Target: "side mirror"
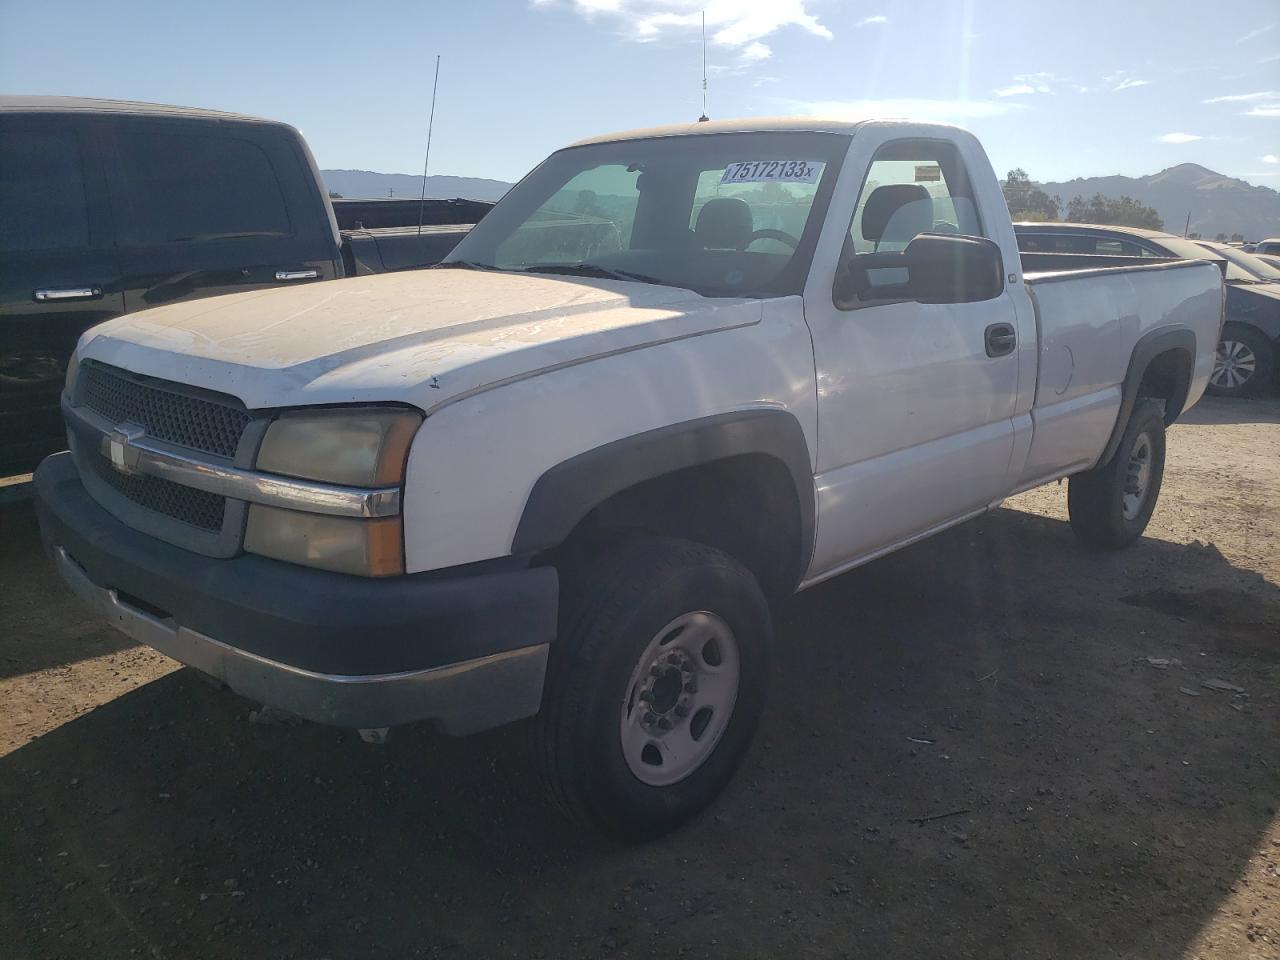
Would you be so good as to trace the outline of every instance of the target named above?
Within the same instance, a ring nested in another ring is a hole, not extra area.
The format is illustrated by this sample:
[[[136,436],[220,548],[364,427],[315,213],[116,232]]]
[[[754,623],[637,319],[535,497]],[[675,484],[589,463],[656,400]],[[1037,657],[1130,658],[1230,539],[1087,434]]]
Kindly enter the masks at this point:
[[[836,300],[977,303],[1004,291],[1004,258],[984,237],[922,233],[905,250],[855,256],[836,282]],[[848,305],[852,306],[851,303]]]

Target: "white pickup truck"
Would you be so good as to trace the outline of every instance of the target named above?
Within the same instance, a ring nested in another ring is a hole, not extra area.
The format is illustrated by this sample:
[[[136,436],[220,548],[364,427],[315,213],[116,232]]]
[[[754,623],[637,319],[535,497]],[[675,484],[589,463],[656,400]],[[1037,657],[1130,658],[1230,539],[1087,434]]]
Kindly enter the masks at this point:
[[[535,717],[553,795],[653,836],[747,749],[772,603],[1065,476],[1137,538],[1222,310],[1208,263],[1025,272],[962,130],[641,130],[437,268],[90,330],[38,509],[136,640],[370,738]]]

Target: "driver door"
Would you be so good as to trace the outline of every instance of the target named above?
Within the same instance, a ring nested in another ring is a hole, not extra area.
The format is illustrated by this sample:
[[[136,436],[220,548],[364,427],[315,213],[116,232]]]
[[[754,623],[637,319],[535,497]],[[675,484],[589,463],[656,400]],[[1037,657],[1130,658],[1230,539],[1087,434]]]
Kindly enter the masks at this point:
[[[901,251],[919,233],[986,236],[955,143],[890,139],[863,163],[838,269]],[[818,377],[810,578],[980,512],[1007,493],[1020,352],[1008,286],[982,302],[924,304],[891,299],[901,296],[905,270],[865,276],[861,297],[851,301],[839,302],[829,286],[814,289],[812,278],[805,296]],[[993,331],[1012,340],[993,349]]]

## EXERCISE
All entries need repeating exactly, but without the pictures.

## EXERCISE OUTPUT
Target: "side mirror"
Would you be so good as to trace the outline of every instance of the target named above?
Within the same instance, a ring nested in another ring is a hole, not extra area.
The format is illustrated by this sample:
[[[136,436],[220,548],[364,427],[315,213],[116,232]]]
[[[754,623],[637,319],[535,497]],[[675,484],[589,463],[656,400]],[[1037,657],[1130,658],[1230,539],[1087,434]]]
Kindly enter the masks at this point:
[[[836,300],[977,303],[1004,291],[1004,258],[984,237],[922,233],[905,250],[855,256],[836,282]],[[848,305],[852,306],[851,303]]]

Target: "white pickup truck"
Would you be so good as to trace the outline of every instance of the target named above?
Within the same instance, a ring nested in another ring is a hole, not extra area.
The format is illustrated by this sample:
[[[136,436],[220,548],[364,427],[315,213],[116,232]]]
[[[754,623],[637,319],[535,497]],[[675,484],[589,463],[656,400]],[[1037,657],[1130,658],[1230,539],[1087,434]]]
Kindly enter the masks at this point:
[[[535,717],[553,795],[653,836],[747,749],[772,603],[1065,476],[1137,538],[1222,310],[1208,263],[1025,272],[962,130],[641,130],[437,268],[90,330],[38,509],[136,640],[370,738]]]

Target: "driver door"
Would you be so good as to trace the outline of every instance of the target named above?
Within the same instance, a ring nested in another ring is a hole, not extra area.
The format is illustrated by this sample:
[[[136,436],[220,548],[364,427],[315,213],[116,232]]]
[[[754,623],[637,319],[535,497]],[[675,484],[589,463],[656,400]],[[1037,657],[1130,658],[1230,539],[1087,434]]]
Kindly enter the masks at this point:
[[[901,251],[919,233],[986,236],[955,143],[890,139],[863,163],[838,269]],[[818,377],[810,578],[980,512],[1007,493],[1020,352],[1008,286],[982,302],[924,304],[891,299],[901,296],[905,270],[865,276],[861,297],[851,301],[839,302],[829,286],[814,289],[812,278],[805,296]],[[993,331],[1012,340],[993,349]]]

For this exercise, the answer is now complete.